#### Provided records ####

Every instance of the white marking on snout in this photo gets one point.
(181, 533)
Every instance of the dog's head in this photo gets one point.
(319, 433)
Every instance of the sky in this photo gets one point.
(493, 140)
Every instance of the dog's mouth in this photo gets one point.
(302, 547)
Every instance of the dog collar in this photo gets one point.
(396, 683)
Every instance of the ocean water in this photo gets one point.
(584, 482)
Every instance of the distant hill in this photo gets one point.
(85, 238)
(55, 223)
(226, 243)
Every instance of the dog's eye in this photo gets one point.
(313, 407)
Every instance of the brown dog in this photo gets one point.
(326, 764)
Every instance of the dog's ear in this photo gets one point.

####

[Task description] All of the material above needs to be retyped word for word.

[Result]
Every instance of the white marking on snout in this photo gets one point.
(181, 533)
Every instance of the dog's head in this photo gets one point.
(319, 433)
Every instance of the sky in this photo gets one point.
(493, 140)
Every instance of the dog's mouth in this photo gets one point.
(302, 547)
Every instance of the dog collar in this photo gets one point.
(396, 683)
Every instance of the ocean water in this photo gets one point.
(584, 482)
Every instance of the distant hill in this photo gets one point.
(85, 238)
(55, 223)
(226, 243)
Every instance of the dog's eye in this photo gets one point.
(313, 407)
Every instance of the brown dog in this photo gets one point.
(326, 764)
Every instance of the dog's ear in this photo gets one point.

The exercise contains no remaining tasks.